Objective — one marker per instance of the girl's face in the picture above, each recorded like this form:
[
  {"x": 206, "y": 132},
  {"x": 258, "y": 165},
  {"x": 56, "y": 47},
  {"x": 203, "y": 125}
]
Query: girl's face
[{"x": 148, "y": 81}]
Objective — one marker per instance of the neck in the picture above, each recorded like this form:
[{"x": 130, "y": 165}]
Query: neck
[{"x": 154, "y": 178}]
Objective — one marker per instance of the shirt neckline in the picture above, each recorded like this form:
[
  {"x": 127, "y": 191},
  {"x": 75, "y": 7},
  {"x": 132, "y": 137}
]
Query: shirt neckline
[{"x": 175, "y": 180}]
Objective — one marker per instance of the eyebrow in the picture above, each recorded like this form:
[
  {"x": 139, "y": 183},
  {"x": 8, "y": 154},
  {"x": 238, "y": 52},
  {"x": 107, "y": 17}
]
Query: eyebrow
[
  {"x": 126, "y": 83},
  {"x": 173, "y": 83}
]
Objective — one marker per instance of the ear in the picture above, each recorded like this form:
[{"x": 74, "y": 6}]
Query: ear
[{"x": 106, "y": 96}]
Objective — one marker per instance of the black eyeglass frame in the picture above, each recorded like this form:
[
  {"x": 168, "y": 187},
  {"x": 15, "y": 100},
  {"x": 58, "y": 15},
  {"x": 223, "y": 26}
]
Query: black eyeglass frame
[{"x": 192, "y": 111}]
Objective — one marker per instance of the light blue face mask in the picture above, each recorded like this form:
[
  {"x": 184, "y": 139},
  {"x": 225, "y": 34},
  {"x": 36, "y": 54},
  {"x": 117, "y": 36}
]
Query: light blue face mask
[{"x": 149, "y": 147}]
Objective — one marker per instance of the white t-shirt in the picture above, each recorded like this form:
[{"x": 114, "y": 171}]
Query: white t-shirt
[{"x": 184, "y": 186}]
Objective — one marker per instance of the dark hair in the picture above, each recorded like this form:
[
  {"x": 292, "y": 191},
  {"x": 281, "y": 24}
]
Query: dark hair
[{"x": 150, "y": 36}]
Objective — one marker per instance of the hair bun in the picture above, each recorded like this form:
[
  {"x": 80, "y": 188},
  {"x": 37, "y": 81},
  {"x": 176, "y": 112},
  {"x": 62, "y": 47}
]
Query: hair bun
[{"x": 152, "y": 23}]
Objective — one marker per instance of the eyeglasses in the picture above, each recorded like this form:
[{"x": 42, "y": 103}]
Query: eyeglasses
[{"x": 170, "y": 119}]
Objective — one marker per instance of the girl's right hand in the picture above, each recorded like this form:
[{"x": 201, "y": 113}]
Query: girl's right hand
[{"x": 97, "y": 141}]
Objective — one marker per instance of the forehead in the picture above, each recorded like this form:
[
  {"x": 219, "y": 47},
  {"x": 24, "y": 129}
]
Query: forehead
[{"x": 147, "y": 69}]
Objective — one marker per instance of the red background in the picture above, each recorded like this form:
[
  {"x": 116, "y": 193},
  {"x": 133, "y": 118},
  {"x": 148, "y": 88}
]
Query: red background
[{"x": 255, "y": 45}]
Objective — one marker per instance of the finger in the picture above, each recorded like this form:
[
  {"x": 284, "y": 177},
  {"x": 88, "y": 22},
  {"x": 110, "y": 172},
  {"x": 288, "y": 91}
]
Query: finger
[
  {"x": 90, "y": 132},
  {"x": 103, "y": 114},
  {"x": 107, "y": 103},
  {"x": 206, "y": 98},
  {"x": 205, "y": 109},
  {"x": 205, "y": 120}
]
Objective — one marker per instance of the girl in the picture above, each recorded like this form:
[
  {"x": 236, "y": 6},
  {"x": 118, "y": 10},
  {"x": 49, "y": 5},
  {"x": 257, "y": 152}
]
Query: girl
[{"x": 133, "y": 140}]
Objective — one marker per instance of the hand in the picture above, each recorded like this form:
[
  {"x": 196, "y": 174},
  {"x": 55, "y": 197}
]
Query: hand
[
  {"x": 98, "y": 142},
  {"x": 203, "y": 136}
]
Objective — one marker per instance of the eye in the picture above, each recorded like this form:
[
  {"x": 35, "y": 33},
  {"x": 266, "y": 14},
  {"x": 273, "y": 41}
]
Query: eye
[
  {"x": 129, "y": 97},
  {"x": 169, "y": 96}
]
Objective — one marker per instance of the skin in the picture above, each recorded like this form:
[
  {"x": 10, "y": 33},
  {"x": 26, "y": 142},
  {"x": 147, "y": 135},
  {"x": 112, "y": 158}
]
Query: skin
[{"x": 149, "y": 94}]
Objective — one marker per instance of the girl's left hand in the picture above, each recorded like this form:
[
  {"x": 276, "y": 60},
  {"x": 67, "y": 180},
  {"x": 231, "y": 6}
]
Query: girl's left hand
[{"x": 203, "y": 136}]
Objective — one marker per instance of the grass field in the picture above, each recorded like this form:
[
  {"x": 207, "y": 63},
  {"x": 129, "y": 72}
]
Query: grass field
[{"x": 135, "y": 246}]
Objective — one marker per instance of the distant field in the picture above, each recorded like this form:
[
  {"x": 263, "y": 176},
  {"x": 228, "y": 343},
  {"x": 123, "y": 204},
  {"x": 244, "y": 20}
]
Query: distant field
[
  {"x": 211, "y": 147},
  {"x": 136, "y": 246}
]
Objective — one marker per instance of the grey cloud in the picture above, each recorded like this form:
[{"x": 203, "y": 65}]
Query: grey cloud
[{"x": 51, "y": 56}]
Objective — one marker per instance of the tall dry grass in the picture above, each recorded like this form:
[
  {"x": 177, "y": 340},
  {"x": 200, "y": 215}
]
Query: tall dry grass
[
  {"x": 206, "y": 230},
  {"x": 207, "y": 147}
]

> [Aim of the exercise]: Every line of the records above needs to be given again exactly.

> [Solution to the exercise]:
Objective — one marker per instance of the girl's face in the picture above, each recorded like this form:
[
  {"x": 206, "y": 132},
  {"x": 258, "y": 165},
  {"x": 56, "y": 47},
  {"x": 203, "y": 125}
]
Query: girl's face
[{"x": 148, "y": 81}]
Objective — one marker per instance of the neck in the picture above, each recorded like this form:
[{"x": 130, "y": 165}]
Query: neck
[{"x": 154, "y": 178}]
Objective — one marker per instance of the shirt neckline in the picture above, each recorded like this form:
[
  {"x": 127, "y": 191},
  {"x": 75, "y": 7},
  {"x": 132, "y": 137}
]
Query: shirt neckline
[{"x": 175, "y": 180}]
Objective — one marker per instance of the eyebrow in the picture above, each recorded like this form:
[
  {"x": 139, "y": 183},
  {"x": 8, "y": 154},
  {"x": 238, "y": 52},
  {"x": 107, "y": 17}
]
Query: eyebrow
[
  {"x": 126, "y": 83},
  {"x": 173, "y": 83}
]
Objective — one marker per instance of the ear in the picture above, each recorded like this form:
[{"x": 74, "y": 6}]
Query: ear
[{"x": 106, "y": 96}]
Objective — one marker per instance of the black eyeglass frame in the picture above, each recorded like this form:
[
  {"x": 168, "y": 187},
  {"x": 15, "y": 100},
  {"x": 58, "y": 15},
  {"x": 223, "y": 26}
]
Query: black eyeglass frame
[{"x": 192, "y": 111}]
Objective — one marker per instance of the light blue face mask in the picture above, each recorded like this form:
[
  {"x": 184, "y": 139},
  {"x": 225, "y": 34},
  {"x": 36, "y": 54},
  {"x": 117, "y": 36}
]
Query: light blue face mask
[{"x": 149, "y": 147}]
Objective — one marker per instance of the white t-shirt in the picture above, each recorded like this form:
[{"x": 114, "y": 171}]
Query: white t-shirt
[{"x": 184, "y": 186}]
Objective — one marker per instance of the dark hair in the picture above, each recorded like this form:
[
  {"x": 292, "y": 191},
  {"x": 281, "y": 24}
]
Query: dark hair
[{"x": 150, "y": 36}]
Objective — one marker per instance of the hair bun in the picture above, each recorded like this form:
[
  {"x": 80, "y": 188},
  {"x": 37, "y": 81},
  {"x": 176, "y": 112},
  {"x": 62, "y": 47}
]
Query: hair bun
[{"x": 152, "y": 23}]
Objective — one marker per instance of the eyeglasses in the picture above, each recorded like this form:
[{"x": 42, "y": 103}]
Query: eyeglasses
[{"x": 170, "y": 119}]
Objective — one marker per instance of the girl's right hand in the picture above, each recorded like this form:
[{"x": 201, "y": 113}]
Query: girl's right hand
[{"x": 97, "y": 141}]
Objective — one marker per instance of the forehead in the picture above, each recorded like this form:
[
  {"x": 219, "y": 47},
  {"x": 24, "y": 129}
]
Query: forehead
[{"x": 147, "y": 69}]
Objective — one marker per instance of the red background in the picture above, each recorded like this form:
[
  {"x": 116, "y": 193},
  {"x": 133, "y": 118},
  {"x": 148, "y": 88}
]
Query: red background
[{"x": 255, "y": 45}]
Objective — one marker per instance of the finger in the picture above, each recorded like this form:
[
  {"x": 284, "y": 177},
  {"x": 88, "y": 22},
  {"x": 110, "y": 172},
  {"x": 288, "y": 91}
]
Query: finger
[
  {"x": 90, "y": 132},
  {"x": 103, "y": 114},
  {"x": 107, "y": 103},
  {"x": 206, "y": 98},
  {"x": 205, "y": 109},
  {"x": 205, "y": 120}
]
Objective — one marker per instance of the girl in the picture above, each recorded like this form:
[
  {"x": 236, "y": 6},
  {"x": 118, "y": 10},
  {"x": 49, "y": 5},
  {"x": 257, "y": 152}
]
Query: girl
[{"x": 133, "y": 140}]
Objective — one marker per instance of the hand in the picture above, each recorded like this form:
[
  {"x": 196, "y": 174},
  {"x": 55, "y": 197}
]
Query: hand
[
  {"x": 98, "y": 142},
  {"x": 203, "y": 136}
]
Objective — one marker per instance of the eye in the picture above, each recorded like this form:
[
  {"x": 35, "y": 33},
  {"x": 266, "y": 14},
  {"x": 273, "y": 41}
]
Query: eye
[
  {"x": 129, "y": 97},
  {"x": 169, "y": 96}
]
Objective — one marker per instance of the skin in the picture above, each recorded like this form:
[
  {"x": 10, "y": 33},
  {"x": 26, "y": 142},
  {"x": 147, "y": 135},
  {"x": 112, "y": 158}
]
Query: skin
[{"x": 149, "y": 94}]
Objective — one marker per instance of the girl's left hand in the picture above, each recorded like this form:
[
  {"x": 276, "y": 60},
  {"x": 67, "y": 180},
  {"x": 231, "y": 6}
]
Query: girl's left hand
[{"x": 203, "y": 136}]
Objective — one marker per instance of the grass field in the picture above, each recorded like this form:
[
  {"x": 207, "y": 63},
  {"x": 129, "y": 72}
]
Query: grass field
[{"x": 135, "y": 246}]
Objective — one marker per instance of the distant field in the picture above, each recorded like this form:
[
  {"x": 263, "y": 176},
  {"x": 228, "y": 343},
  {"x": 123, "y": 204},
  {"x": 244, "y": 20}
]
Query: distant field
[
  {"x": 211, "y": 147},
  {"x": 136, "y": 246}
]
Objective — one marker per instance of the grey cloud in the picture above, each recorded like this form:
[{"x": 203, "y": 65}]
Query: grey cloud
[{"x": 51, "y": 56}]
Objective — one marker per instance of the tall dry grass in the picture above, each recorded like this form:
[
  {"x": 177, "y": 340},
  {"x": 200, "y": 215}
]
Query: tall dry grass
[
  {"x": 206, "y": 230},
  {"x": 207, "y": 147}
]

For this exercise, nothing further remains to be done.